Work to complete: The expected output is the full set of entries, printed exactly, without pictures.

:::::

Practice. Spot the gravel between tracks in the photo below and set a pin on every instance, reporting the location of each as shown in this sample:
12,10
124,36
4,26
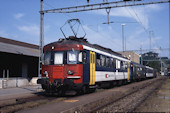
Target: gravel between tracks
117,92
130,101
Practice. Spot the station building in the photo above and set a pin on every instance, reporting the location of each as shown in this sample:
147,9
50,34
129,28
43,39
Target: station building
18,63
133,56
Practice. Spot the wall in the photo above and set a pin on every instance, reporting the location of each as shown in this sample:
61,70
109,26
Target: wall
18,82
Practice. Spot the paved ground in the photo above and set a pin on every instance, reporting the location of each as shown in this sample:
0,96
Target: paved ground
159,101
80,101
19,92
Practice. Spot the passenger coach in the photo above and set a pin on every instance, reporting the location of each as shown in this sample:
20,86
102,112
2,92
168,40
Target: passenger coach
75,64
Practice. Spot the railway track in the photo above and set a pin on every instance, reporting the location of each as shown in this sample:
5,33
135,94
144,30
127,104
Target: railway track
16,104
130,101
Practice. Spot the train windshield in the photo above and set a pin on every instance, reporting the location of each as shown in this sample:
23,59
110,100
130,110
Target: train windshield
47,58
58,58
64,57
74,57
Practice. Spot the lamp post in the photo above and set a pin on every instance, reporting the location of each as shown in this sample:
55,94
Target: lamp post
123,38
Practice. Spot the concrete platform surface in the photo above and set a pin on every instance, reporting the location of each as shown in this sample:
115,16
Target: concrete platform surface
10,93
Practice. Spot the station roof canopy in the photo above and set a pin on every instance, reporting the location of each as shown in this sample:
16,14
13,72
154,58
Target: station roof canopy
17,47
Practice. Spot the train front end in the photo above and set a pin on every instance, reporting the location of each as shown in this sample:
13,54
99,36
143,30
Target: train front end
62,68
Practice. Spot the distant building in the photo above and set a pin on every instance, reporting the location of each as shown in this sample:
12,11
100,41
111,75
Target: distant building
150,56
133,56
18,63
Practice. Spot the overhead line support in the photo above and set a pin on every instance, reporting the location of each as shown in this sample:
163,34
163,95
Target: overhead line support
104,6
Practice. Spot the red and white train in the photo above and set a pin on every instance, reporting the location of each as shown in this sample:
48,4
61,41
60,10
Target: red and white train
75,64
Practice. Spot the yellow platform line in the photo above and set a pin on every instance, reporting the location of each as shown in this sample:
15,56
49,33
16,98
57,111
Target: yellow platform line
71,101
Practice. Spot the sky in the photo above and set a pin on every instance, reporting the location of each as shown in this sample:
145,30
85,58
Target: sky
20,20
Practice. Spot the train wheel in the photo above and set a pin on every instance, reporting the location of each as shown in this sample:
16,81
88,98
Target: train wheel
61,93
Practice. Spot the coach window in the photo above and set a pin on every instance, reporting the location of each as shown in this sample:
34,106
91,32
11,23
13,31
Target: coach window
117,64
107,62
113,63
103,60
80,57
72,57
58,58
84,57
98,60
47,58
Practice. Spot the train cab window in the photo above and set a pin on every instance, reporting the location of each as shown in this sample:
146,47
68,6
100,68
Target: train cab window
98,63
72,57
84,57
124,65
102,60
112,63
80,57
58,58
47,58
107,62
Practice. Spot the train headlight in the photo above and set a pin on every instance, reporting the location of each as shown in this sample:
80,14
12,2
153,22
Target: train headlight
70,72
45,73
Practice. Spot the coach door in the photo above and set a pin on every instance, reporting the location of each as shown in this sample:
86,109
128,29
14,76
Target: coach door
92,68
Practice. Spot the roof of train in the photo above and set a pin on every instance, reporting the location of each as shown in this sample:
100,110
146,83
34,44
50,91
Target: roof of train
82,41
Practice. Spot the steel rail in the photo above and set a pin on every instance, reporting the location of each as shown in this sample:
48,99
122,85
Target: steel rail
119,98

:::::

Output of the exercise:
Practice. Spot the gravel between tracks in the photo below and set a pin on every instance, reporting the location of each as shown in this sample:
12,10
124,36
4,26
Target: gravel between tracks
117,92
130,101
Practice. Spot the station building in the photo above and set a pin on every instance, reporting the location of each as shown in this sample:
147,9
50,34
129,28
43,39
Target: station building
18,63
133,56
Practice. Spot the wall in the photo above and set a pin on every instance, reporting the location of each as shown in this sample:
61,70
109,26
Target: wall
18,82
Practice. Spot the paved ground in the photo above and set a pin on every instance, reporting the location of each as shown in this sample:
0,96
Target: paved ground
159,101
80,101
19,92
Practice. Spot the passenger coach in the photo above and set a pin on every instance, reporting the location of each as shown in this sample:
20,86
102,112
2,92
168,40
Target: passenger coach
75,64
Practice. Spot the railway track in the photo above and set a pin on every instance, reporting the location of each as shown in this sample:
5,33
135,94
144,30
127,104
Target: railway track
16,104
130,101
Practice. Spot the train windshield in the photo above and set a pin on every instance, reporting the location of each as shown in this sample:
23,59
110,100
130,110
Target: train windshield
47,58
58,58
64,57
74,57
Practice. Spot the lamp post in the photo above and set a pin on every instance, reporting the location of each as shown in this sample:
55,94
Target: lamp post
123,38
Practice. Spot the concrete platform surface in the photo above and set a pin on every instance, reporting the location of each as shown in this sample:
115,16
Target: concrete platform surface
10,93
Practice. Spot the station roof canopy in the photo above and set a pin on every instance, reporting the location of each as shown in this sample:
16,14
13,72
154,58
Target: station roof canopy
17,47
Practice. Spot the train front end in the photo above and set a pin on every instance, reporting the location of each as shown in this sample:
13,54
99,36
143,30
Target: train front end
62,68
Practice. Spot the distant building in the photo above and set a pin on every instance, reporting the location of each as shown in this sample:
12,11
100,41
111,75
Target: distant building
150,56
133,56
18,63
Practice. Spot the overhead line support in the photo above and set a pin on every instance, reporting the location of each as shown in this sample:
163,34
163,95
Target: overhead line support
104,6
Practice. Spot the red and white train in the photo above and set a pin on every instance, reporting the location of each as shown in this sample:
48,4
61,41
60,10
Target: red and white train
75,64
Practice. Spot the yellow platform line in the photo above and set a pin on every instance, reporting the location of each as shown in this sample:
15,56
49,33
16,98
57,111
Target: yellow platform line
71,101
Practice. Spot the sky in the photo above and set a pin on every instance, reporting the location of each as shown in this sample:
145,30
85,58
Target: sky
20,20
Practice. Spot the train wheel in the photo above and set a pin on every instance, reporting the location of each as shown in this sample:
16,81
88,98
Target: train wheel
61,93
Practice. Spot the coach window in the photo above and set a pin on every instance, reporting the location of each as shown in this sample:
34,106
91,32
11,23
13,31
Target: coach window
117,64
107,62
113,63
103,60
80,57
72,57
58,58
84,57
98,60
47,58
Practice. Spot the train cab window in the photo above and set a pin on every instance, reporting the location of each as shown in this sample:
146,47
68,6
100,68
Target: train cab window
98,63
72,57
84,57
124,65
102,60
112,63
80,57
58,58
47,58
107,62
Practice. Spot the train headlight in the photo above and set a pin on every instance, reporting the location of each as shown in this sample:
80,14
12,2
153,22
Target: train headlight
70,72
45,73
Practice. Spot the coach door in the photo above and set a pin on every instance, reporting the location of each as shown in this sample:
86,109
128,29
14,76
Target: coach door
92,68
Practice. Spot the roof of train in the photo above and set a pin on every instance, reporting the location of each as shown in this sample:
100,110
146,83
34,44
50,91
Target: roof of train
82,41
Practice. Spot the steel rail in the photo above and set a pin on every instance, reporting the location of each as shown in this sample:
48,99
122,85
Target: steel rail
119,98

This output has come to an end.